● Problem to work on
Pictures aside, can you reproduce the records word for word?

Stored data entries
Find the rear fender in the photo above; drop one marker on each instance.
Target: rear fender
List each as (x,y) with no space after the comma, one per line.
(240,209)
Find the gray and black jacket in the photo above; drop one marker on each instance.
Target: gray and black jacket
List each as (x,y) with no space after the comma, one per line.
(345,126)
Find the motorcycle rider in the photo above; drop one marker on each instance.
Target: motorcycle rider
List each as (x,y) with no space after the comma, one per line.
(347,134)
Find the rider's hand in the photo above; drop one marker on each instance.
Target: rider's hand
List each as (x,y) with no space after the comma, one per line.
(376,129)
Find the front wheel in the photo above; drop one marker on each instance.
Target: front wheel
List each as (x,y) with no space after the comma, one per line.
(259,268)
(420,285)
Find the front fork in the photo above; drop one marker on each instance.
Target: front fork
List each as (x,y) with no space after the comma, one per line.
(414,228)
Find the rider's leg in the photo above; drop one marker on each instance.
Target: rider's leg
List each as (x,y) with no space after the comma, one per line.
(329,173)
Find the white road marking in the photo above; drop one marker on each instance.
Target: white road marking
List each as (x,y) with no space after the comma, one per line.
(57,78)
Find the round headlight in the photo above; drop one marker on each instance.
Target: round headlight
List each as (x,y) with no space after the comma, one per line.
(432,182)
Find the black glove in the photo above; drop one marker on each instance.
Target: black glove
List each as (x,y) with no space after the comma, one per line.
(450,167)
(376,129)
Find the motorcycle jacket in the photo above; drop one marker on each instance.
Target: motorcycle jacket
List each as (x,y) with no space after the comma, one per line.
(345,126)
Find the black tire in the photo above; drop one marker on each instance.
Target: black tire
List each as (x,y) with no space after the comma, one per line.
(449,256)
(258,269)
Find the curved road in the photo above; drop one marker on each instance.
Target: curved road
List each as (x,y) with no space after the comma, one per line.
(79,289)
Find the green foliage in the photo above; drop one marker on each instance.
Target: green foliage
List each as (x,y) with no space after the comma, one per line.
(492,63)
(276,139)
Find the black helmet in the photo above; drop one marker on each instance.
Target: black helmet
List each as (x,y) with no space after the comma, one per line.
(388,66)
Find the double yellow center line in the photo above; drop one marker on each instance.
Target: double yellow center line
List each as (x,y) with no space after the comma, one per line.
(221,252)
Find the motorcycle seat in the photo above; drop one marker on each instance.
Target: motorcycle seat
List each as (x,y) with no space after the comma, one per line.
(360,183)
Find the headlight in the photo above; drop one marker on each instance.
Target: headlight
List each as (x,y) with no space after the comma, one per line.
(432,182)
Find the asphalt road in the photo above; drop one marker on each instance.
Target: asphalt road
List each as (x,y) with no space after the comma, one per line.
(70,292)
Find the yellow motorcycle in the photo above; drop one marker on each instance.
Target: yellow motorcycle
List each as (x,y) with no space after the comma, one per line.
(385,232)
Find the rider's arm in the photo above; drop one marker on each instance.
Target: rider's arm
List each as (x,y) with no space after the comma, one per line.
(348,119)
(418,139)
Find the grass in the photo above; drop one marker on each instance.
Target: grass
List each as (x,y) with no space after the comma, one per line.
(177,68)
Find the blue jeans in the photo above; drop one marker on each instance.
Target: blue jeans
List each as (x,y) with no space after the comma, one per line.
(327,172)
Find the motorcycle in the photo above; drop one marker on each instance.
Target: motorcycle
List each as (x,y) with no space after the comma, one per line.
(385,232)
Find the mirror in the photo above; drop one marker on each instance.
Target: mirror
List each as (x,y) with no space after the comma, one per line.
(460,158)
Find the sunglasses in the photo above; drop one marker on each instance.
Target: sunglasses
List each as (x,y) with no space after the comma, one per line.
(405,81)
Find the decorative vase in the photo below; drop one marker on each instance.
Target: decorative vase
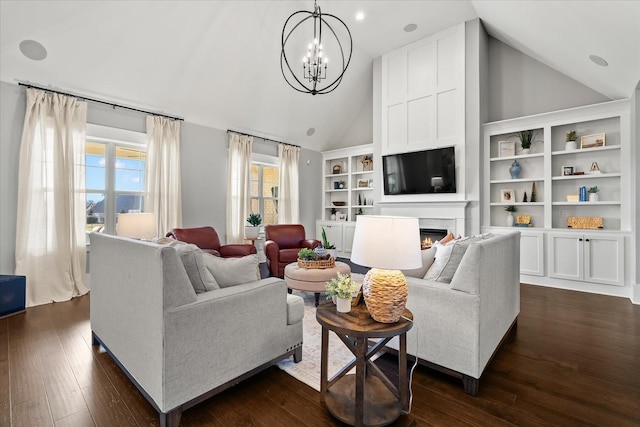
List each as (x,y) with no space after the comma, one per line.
(251,232)
(510,219)
(343,305)
(514,170)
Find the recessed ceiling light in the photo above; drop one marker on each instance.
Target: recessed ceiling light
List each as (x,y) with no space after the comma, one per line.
(410,27)
(598,60)
(33,50)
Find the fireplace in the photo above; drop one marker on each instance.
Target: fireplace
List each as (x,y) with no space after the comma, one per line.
(430,235)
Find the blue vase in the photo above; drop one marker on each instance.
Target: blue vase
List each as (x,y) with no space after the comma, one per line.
(514,170)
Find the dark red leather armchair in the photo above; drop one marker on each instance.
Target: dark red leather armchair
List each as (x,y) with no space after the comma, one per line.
(283,242)
(206,238)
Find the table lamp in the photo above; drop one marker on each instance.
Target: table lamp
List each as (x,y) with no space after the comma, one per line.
(387,244)
(137,225)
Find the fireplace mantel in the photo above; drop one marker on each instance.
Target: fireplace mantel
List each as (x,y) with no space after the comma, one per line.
(449,214)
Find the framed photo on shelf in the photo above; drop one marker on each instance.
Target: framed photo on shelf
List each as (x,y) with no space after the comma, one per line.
(506,148)
(593,140)
(507,196)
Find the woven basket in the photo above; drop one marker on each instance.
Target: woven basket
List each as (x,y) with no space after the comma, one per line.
(385,293)
(321,263)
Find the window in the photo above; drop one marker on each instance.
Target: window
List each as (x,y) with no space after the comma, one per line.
(264,188)
(115,173)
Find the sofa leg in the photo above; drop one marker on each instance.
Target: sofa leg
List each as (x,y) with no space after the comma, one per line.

● Response
Find the rear fender in the photo above; drop one marker on each instance.
Target: rear fender
List each as (x,y) with no space after the comma, one per line.
(240,209)
Find the gray and black jacket in the photo above; drop one marker on each instance.
Target: gray and black jacket
List each as (x,y) with no space after the comma, one per line.
(345,126)
Find the motorcycle rider in the photo above; drop one marker on each instance.
Target: motorcycle rider
List each as (x,y) with no space after the comma, one per line.
(347,134)
Find the rider's hand in the photo above; drop one marker on each instance.
Target: rider's hand
List each as (x,y) with no space after the comma, one per line.
(376,129)
Find the front wheel in the photo above; drop one marker on each instance.
Target: front wheel
List each as (x,y) with no space after the comma, one per line.
(259,268)
(420,285)
Find the front fork in the photo above; drop one marker on each instance.
Target: front fork
List each as (x,y) with no space after the comma, one per line.
(414,228)
Find the rider's leg in the photo above; drop one marker on each instance.
Target: rider's leg
List each as (x,y) with no space after the comma, one per line.
(329,173)
Find the white road marking in the photo above; drop one marker on each instance.
Target: white road marking
List each as (x,y) with no space after the comma, one per line.
(57,78)
Find the round headlight in the photo above; drop one marker on each instance.
Target: round headlight
List each as (x,y) with no space after the comma, one per line.
(432,182)
Find the black glove in the photo above; drop one marker on each instance.
Target: black glove
List each as (x,y) with no space after the comma, one per line.
(450,167)
(376,129)
Find the motorcycle jacket in the photo above; drop one marker on each instance.
Target: motorcycle jacket
List each as (x,y) with no space after the comma, one per line.
(345,126)
Find the black tire in the photo above; drop one marker on each instance.
Target: black tire
List each as (x,y) with no space after the comma, one per line.
(449,256)
(258,269)
Find the curved road in the photo above; drop one marker on each instance.
Target: curved road
List each as (x,y) with no space after the comma, one per line.
(79,289)
Find the green foliage in the photo above; drop one marker on each instance.
Target: green foliage
List each as (x,y) with no space after the comma, one per line.
(492,63)
(276,139)
Find the black helmet in the photo above; drop one marker on each instance.
Target: black helmet
List each as (x,y) with no space after the comma, one per line.
(388,66)
Find the double yellow center line in the photo above; drop one marker on each instance.
Target: double yellow center line
List each as (x,y) with no space after the comma, one per line.
(221,252)
Find the motorcycle seat in the photo above; drop one marker on each instance.
Target: motorcycle seat
List each as (x,y) with no space after the comma, one per line.
(360,183)
Find the headlight in the photo above; drop one marker on each instance.
Target: headlight
List each as (x,y) with no space after the comma, one per line.
(432,182)
Find the asphalt road in the photo above; drop one marker on each instance.
Target: asphalt road
List each as (x,y) with no space after the comma, one per line.
(70,292)
Find the yellow motorcycle in the photo above; drop one marker on each instance.
Target: yellow motorcycle
List each as (x,y) with no space after the comma, one per line.
(385,232)
Find the rider's arm in the photo above; drop one marker on each instance.
Target: rider's arm
List each as (x,y) with no space after the comma, one per line.
(348,119)
(418,139)
Find the grass in the photo above; drop one marker on each instance.
Target: grass
List each as (x,y) with no space after the comma, one per line.
(177,68)
Find the blue jeans in the photo above; drop one marker on each instance.
Target: blue jeans
List each as (x,y) with no space after the comma, one per line.
(327,172)
Find the motorcycle in the photo above; drop one marker on each instance.
Target: motorcycle
List each as (x,y) with no space after the comma, one per line.
(385,232)
Find the mirror in the photo above; drop one marker on each instance.
Target: mirror
List each as (x,y) with no space after the comma, one per line.
(460,158)
Find the sunglasses in the photo above; drop one marker on each instance.
Target: sunglasses
List each as (x,y) with no space after the comma, one per line.
(405,81)
Find the decorative vase in the photo below; drop one marker on each instance.
Target: decorative vase
List each as (x,y) with no space after the comma, one per line.
(251,232)
(510,219)
(343,305)
(514,170)
Find the recessed ceiling light in the photo above; drop one marker on each instance.
Target: recessed ceiling light
List each as (x,y) with no space after the comma, one per line.
(410,27)
(598,60)
(33,50)
Find the fireplace in the photo above; drop one marker on each instance.
Target: fireplace
List each as (x,y) with no space after the comma, one per line.
(430,235)
Find the blue vase in the photo above; drop one marker on each instance.
Target: blue vase
List each as (x,y) with no space after the comma, one per line.
(514,170)
Find the dark red leather armchair in the photo above; drop one marker on each instance.
Target: dark red leather armchair
List each as (x,y) with no space after the comma, one per line.
(283,242)
(206,238)
Find the table lamp in the photo above; drop one marker on each instance.
Target: table lamp
List each as (x,y) with no space after the comma, one per line.
(387,244)
(137,225)
Find the fireplace mantel in the photo above; drop one marker on each instance.
Target: fireplace mantel
List each as (x,y) with no space after the comma, one per line.
(449,214)
Find the framed photo on shelf in the photo above; drop one marker on each instance.
Target: framed photo on shelf
List each as (x,y) with no space after the comma, one per line.
(506,148)
(593,140)
(507,196)
Find the woven basket in the photo above; drop one marker on each instance.
Target: woven basket
List each as (x,y) with no space after the comma, one per line.
(385,293)
(321,263)
Find the window in the photo above; drop one marker on each instance.
Target: window
List each as (x,y) with no space after the comma, one per line.
(264,188)
(115,173)
Find the sofa leg in the photo above; drop one marker on each instance.
Target: sofa leg
List each as (x,y) with no space after the comma, one per line.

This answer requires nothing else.